## Start PASSAGE PROVIDED
Any network device, be it a transit router or a host, usually has multiple IP addresses assigned to its interfaces. One of the first things we learn as network engineers is how to determine which IP address is used for the locally-sourced traffic. However, the default scenario can be changed in a couple of different ways and this post is a brief documentation of the available options.
The Default Scenario
Whenever a local application decides to connect to a remote network endpoint, it creates a network socket, providing a minimal amount of details required to build and send a network packet. Most often, this information includes a destination IP and port number as you can see from the following abbreviated output:
$ strace -e trace=network curl http://example.com
socket(AF_INET, SOCK_STREAM, IPPROTO_TCP) = 6
setsockopt(6, SOL_TCP, TCP_NODELAY, [1], 4) = 0
setsockopt(6, SOL_SOCKET, SO_KEEPALIVE, [1], 4) = 0
setsockopt(6, SOL_TCP, TCP_KEEPIDLE, [60], 4) = 0
setsockopt(6, SOL_TCP, TCP_KEEPINTVL, [60], 4) = 0
connect(6, {sa_family=AF_INET, sin_port=htons(80), sin_addr=inet_addr("93.184.216.34")}, 16)
While this output does not show the DNS resolution part (due to getaddrinfo()
not being a syscall), we can see that the only user-specific input information provided by an application (curl
) in the connect()
syscall are the remote socket port sin_port
and IP address sin_adddr
.
What happens next is what we all learned to expect from any operating system, not just Linux:
- Destination IP is looked up in the local routing table.
- The resulting route is used to determine the egress interface.
- The IP of that interface is assigned as the source address for the TCP socket.
This is a sane default that picks an IP address that is most likely to reach the destination, since it’s assigned to an egress interface.
## End PASSAGE PROVIDED
## Start SUPPLIED MATERIAL
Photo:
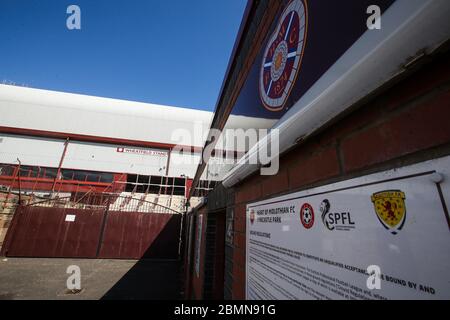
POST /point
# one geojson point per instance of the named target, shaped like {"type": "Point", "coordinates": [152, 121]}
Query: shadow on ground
## End SUPPLIED MATERIAL
◆ **YOUR TASKS**
1. Answer these questions about the post on source address selection:
(a) Why does the abbreviated output not show the DNS resolution part?
(b) In which syscall does the application supply the remote port and IP address?
(c) What is the route found in the local routing table used to determine?
2. Reproduce word for word the part of the post on source address selection starting with "not being a" and going on through "the TCP socket.".

◆ **FINAL RESULTS**
1.
(a) Because getaddrinfo() is not a syscall.
(b) connect()
(c) The egress interface.

2.
not being a syscall), we can see that the only user-specific input information provided by an application (curl
) in the connect()
syscall are the remote socket port sin_port
and IP address sin_adddr
.
What happens next is what we all learned to expect from any operating system, not just Linux:
- Destination IP is looked up in the local routing table.
- The resulting route is used to determine the egress interface.
- The IP of that interface is assigned as the source address for the TCP socket.